» THE TASK
In the summary on competence-based analysis of language models below, list each thing that its last sentence says these insights offer a principled path to.

» TEXT SEGMENT
╭──
Competence-Based Analysis of Language Models

TL;DR

Competence-Based Analysis of Language Models (CALM) introduces a causality-inspired framework to quantify how linguistically interpretable representations underpin LLM behavior. By formalizing tasks with structural causal models and applying gradient-based interventions (GBIs) on internal representations, CALM measures a model's linguistic competence as alignment with ground-truth causal structure under interventions. The paper develops a novel Interchange Interventions–style metric C_T(M|G_T) and demonstrates GBIs on BERT and RoBERTa across 14 lexical-inference tasks from the LAMA ConceptNet suite, showing that competence, not just accuracy, clarifies model brittleness and generalization under distribution shifts. These insights offer a principled path to diagnose robustness, guide model design, and anticipate behavior under prompt variation, with broad implications for interpretable AI and reliable language understanding.
╰──
» INFORMATION GIVEN
╭──
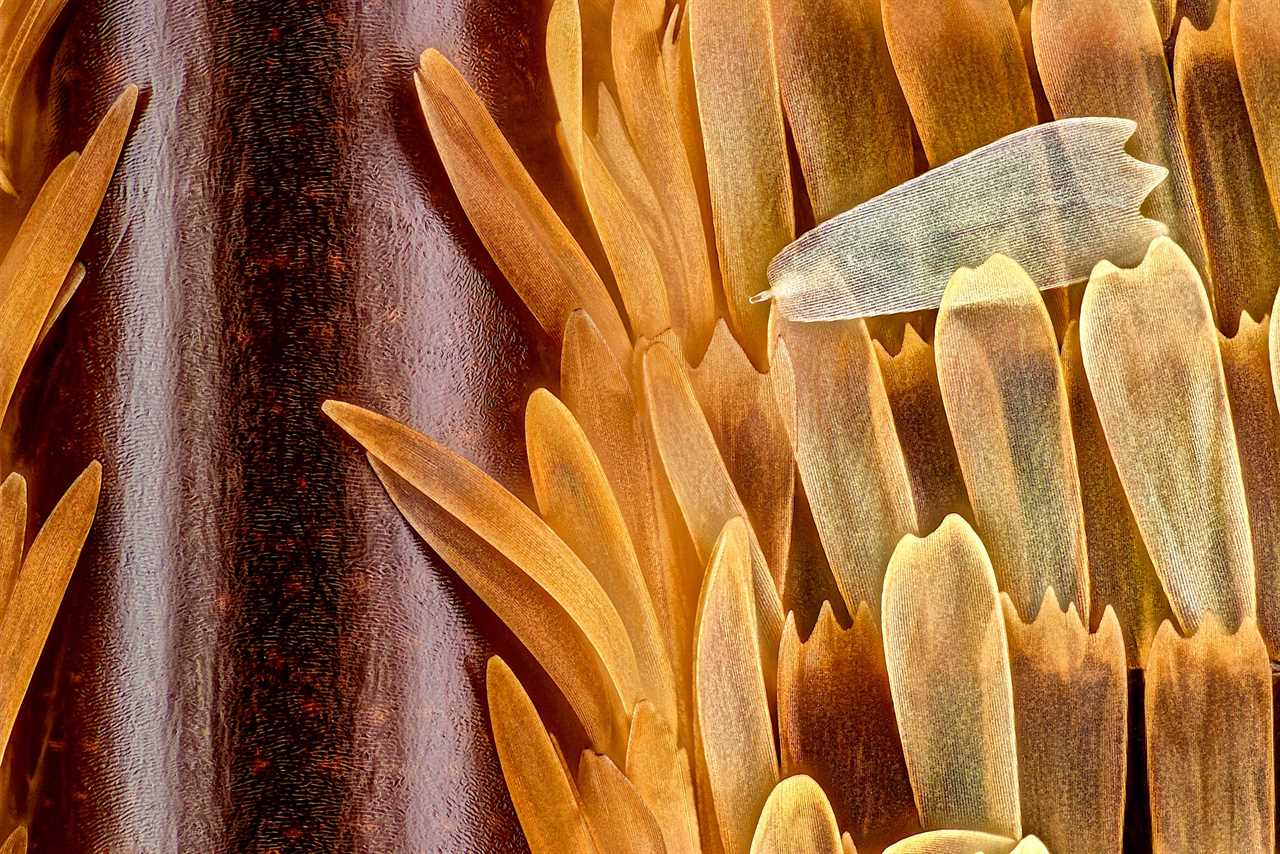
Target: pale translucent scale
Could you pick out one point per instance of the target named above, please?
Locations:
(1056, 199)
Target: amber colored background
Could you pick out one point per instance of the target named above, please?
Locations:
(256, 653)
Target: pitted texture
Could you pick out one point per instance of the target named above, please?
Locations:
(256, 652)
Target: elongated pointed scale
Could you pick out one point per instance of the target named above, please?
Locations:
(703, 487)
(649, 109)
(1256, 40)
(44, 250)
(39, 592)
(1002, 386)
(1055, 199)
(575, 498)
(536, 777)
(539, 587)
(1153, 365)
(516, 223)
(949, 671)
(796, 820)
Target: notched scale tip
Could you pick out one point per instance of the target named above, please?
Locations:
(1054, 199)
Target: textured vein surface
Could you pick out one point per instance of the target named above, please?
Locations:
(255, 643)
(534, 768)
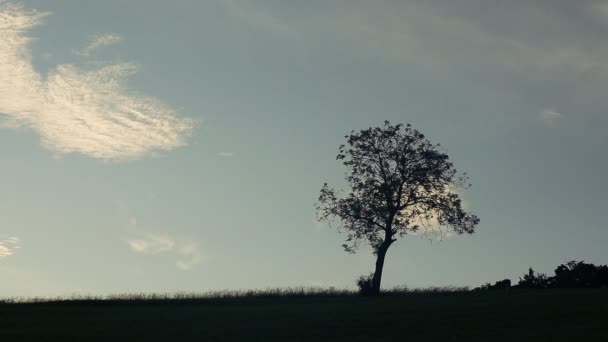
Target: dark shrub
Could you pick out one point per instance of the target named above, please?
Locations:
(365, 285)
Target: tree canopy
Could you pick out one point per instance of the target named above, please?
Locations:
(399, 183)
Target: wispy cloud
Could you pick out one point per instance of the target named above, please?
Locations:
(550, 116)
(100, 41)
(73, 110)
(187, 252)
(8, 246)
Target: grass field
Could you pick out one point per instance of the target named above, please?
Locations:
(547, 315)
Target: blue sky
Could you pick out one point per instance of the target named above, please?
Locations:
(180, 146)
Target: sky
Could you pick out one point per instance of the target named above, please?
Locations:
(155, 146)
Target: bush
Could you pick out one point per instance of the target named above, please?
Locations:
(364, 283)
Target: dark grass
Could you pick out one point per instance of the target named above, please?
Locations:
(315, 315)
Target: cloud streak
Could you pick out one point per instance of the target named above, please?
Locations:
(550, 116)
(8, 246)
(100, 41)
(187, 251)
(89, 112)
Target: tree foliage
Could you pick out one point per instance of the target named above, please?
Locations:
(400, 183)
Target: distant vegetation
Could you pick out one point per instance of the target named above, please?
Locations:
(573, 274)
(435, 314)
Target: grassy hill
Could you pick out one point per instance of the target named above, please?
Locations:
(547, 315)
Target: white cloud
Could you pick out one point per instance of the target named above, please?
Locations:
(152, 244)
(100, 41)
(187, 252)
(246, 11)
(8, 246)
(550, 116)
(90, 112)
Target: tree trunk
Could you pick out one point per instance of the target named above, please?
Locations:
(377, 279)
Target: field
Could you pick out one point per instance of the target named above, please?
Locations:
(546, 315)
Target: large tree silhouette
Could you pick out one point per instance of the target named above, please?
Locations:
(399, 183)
╰──
╭──
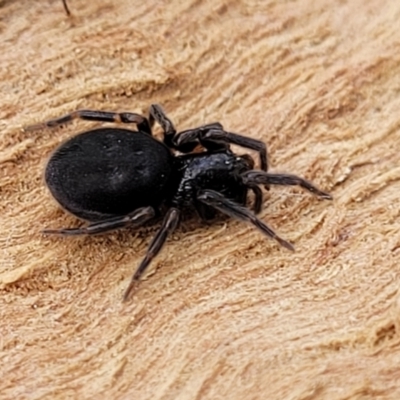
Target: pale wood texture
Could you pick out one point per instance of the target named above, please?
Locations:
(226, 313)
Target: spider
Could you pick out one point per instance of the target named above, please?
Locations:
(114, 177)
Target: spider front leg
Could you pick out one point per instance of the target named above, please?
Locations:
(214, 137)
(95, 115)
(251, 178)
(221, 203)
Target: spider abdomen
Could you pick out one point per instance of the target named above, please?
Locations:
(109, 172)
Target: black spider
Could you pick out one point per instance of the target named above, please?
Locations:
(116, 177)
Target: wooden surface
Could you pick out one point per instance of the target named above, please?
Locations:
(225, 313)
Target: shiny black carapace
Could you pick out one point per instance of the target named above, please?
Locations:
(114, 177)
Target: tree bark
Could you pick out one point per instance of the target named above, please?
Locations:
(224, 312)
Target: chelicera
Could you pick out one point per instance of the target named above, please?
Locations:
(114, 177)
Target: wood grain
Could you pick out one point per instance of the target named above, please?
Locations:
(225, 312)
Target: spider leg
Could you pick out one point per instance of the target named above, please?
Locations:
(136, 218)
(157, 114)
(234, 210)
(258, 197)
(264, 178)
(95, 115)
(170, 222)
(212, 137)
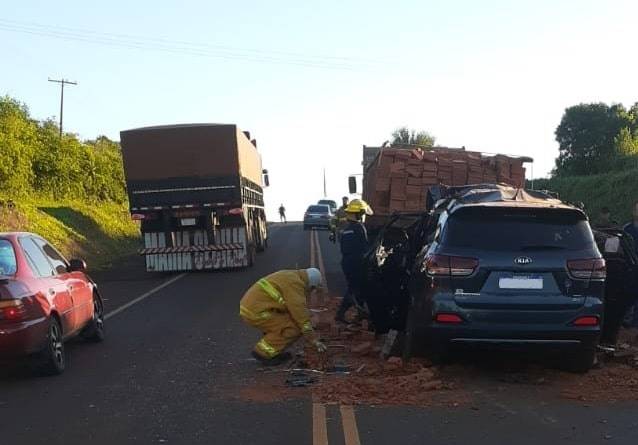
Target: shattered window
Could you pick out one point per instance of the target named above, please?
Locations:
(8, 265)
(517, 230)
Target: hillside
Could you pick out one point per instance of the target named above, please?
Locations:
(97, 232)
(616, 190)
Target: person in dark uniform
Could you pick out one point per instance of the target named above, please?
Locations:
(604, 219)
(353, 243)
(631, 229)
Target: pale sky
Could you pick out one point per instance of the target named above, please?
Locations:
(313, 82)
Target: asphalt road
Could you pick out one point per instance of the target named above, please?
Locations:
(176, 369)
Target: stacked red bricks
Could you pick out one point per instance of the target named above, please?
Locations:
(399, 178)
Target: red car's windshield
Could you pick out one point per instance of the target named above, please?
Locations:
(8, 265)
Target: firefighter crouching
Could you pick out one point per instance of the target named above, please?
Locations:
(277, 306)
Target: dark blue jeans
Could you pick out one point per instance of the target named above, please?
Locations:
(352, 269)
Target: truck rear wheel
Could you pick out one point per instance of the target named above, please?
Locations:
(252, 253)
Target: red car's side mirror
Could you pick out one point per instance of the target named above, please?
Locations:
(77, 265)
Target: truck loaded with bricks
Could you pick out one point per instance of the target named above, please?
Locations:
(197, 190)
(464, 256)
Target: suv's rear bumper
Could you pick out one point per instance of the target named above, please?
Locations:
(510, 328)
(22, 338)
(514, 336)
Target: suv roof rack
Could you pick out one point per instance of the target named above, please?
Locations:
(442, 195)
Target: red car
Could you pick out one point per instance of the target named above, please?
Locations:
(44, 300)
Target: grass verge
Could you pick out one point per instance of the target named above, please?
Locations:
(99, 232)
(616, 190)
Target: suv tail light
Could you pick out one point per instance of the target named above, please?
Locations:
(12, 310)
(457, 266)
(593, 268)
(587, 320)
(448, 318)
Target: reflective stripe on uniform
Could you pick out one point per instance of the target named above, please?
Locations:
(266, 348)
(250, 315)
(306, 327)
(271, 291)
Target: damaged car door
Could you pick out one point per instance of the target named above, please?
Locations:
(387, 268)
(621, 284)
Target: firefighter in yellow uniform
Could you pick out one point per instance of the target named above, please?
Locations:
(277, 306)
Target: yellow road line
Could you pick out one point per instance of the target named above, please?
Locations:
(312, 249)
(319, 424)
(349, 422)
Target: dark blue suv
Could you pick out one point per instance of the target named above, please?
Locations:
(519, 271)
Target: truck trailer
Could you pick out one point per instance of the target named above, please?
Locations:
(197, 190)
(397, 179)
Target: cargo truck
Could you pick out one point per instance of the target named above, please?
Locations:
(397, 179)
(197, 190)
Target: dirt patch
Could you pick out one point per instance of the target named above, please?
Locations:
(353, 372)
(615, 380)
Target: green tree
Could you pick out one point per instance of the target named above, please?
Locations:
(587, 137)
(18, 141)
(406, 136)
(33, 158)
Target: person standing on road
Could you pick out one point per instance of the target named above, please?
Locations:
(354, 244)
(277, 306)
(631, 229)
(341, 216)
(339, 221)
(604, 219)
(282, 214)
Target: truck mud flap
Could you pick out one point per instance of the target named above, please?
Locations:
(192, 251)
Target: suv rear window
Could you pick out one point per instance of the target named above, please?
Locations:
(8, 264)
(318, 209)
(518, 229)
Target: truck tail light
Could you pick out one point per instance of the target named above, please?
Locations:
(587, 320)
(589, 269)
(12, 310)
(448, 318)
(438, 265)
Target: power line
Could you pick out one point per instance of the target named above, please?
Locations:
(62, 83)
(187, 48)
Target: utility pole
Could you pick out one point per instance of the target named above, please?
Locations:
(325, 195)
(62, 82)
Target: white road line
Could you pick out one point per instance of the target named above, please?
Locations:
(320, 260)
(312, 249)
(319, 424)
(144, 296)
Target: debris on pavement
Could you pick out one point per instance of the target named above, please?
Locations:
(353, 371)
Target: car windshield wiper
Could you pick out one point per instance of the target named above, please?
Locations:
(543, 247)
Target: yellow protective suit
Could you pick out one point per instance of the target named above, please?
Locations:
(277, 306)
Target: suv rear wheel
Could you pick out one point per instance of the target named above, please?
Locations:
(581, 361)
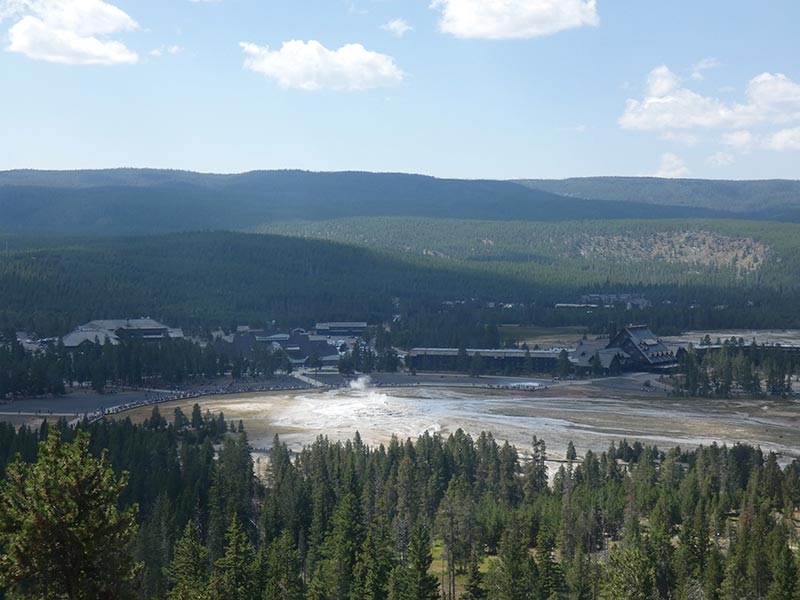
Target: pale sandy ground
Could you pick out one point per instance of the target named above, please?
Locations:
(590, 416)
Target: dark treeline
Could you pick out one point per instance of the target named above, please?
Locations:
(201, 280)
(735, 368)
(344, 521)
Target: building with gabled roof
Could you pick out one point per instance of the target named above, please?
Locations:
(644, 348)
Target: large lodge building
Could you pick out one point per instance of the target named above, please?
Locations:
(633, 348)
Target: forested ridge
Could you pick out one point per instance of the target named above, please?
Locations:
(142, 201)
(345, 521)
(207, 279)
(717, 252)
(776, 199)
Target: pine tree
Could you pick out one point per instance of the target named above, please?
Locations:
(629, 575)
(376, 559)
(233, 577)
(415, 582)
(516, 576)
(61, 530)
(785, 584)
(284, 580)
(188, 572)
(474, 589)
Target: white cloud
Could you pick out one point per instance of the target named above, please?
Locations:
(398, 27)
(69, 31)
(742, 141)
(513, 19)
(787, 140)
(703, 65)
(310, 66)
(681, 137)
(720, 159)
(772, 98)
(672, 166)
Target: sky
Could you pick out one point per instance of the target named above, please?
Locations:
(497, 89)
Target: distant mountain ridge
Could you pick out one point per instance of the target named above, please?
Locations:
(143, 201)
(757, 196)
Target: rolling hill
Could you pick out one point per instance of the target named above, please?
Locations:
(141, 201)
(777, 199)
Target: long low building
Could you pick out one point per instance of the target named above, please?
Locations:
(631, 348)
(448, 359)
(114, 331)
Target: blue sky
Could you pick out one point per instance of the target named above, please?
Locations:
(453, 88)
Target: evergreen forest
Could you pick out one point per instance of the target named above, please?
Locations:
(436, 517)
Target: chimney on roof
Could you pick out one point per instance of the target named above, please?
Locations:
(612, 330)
╰──
» RESULT OF THE EXERCISE
- Diagnosing robustness
- Guiding model design
- Anticipating behavior under prompt variation